> [Object position labeling items]:
++++++++++

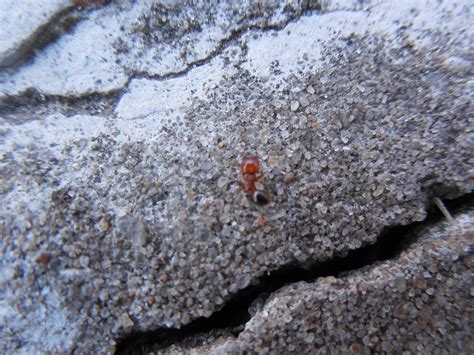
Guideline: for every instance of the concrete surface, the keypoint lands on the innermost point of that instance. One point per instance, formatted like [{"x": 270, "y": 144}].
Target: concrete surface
[{"x": 120, "y": 141}]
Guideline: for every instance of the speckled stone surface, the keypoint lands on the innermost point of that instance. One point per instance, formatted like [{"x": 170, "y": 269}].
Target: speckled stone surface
[
  {"x": 420, "y": 302},
  {"x": 119, "y": 210}
]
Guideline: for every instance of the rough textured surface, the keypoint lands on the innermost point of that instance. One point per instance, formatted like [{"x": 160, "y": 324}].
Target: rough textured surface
[
  {"x": 118, "y": 209},
  {"x": 21, "y": 23},
  {"x": 420, "y": 302}
]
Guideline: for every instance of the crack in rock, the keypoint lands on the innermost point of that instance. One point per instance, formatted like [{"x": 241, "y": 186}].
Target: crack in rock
[{"x": 236, "y": 312}]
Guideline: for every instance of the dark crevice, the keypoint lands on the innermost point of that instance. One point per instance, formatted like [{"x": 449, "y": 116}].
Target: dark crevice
[
  {"x": 32, "y": 105},
  {"x": 233, "y": 316},
  {"x": 60, "y": 23}
]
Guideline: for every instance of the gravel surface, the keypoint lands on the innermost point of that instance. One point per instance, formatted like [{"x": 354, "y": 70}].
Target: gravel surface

++++++++++

> [Instruction]:
Recast every line of the items above as a Markdown table with the columns Num and Content, giving each line its own numbered row. Skip blank lines, and leave the pictures out.

> [Completed exercise]:
| Num | Content |
|---|---|
| 1 | Guideline: for every instance of the concrete surface, the keypoint lands on the innermost point of that instance. One point per instance, formatted like [{"x": 270, "y": 144}]. |
| 2 | Target: concrete surface |
| 3 | [{"x": 120, "y": 141}] |
| 4 | Guideline: for every instance of the speckled stone surface, the keypoint lands on the innermost point of that instance. One point per instance, formatted like [{"x": 170, "y": 269}]. |
| 5 | Target: speckled stone surface |
| 6 | [ |
| 7 |   {"x": 420, "y": 302}, |
| 8 |   {"x": 119, "y": 210} |
| 9 | ] |
| 10 | Guideline: for every instance of the rough textured surface, the keypoint lands on the innermost point of that instance. One point per instance, formatted like [{"x": 160, "y": 324}]. |
| 11 | Target: rough textured surface |
| 12 | [ |
| 13 |   {"x": 118, "y": 209}, |
| 14 |   {"x": 21, "y": 23}, |
| 15 |   {"x": 420, "y": 302} |
| 16 | ] |
| 17 | Guideline: for every instance of the crack in rock, the keypoint lands on the innermost point of that instance. One point per instance, formatted like [{"x": 241, "y": 186}]. |
| 18 | Target: crack in rock |
| 19 | [{"x": 236, "y": 312}] |
| 20 | Guideline: for every instance of the dark crevice, the keypoint lands on the innermost point of that instance. One point per instance, formatted like [{"x": 449, "y": 116}]. |
| 21 | Target: dark crevice |
| 22 | [ |
| 23 |   {"x": 32, "y": 105}, |
| 24 |   {"x": 233, "y": 316}, |
| 25 |   {"x": 60, "y": 23} |
| 26 | ] |
| 27 | Guideline: for every instance of the gravel surface, the keypoint lands on the innermost point of that instance. One point per instance, formatted like [{"x": 354, "y": 70}]. |
| 28 | Target: gravel surface |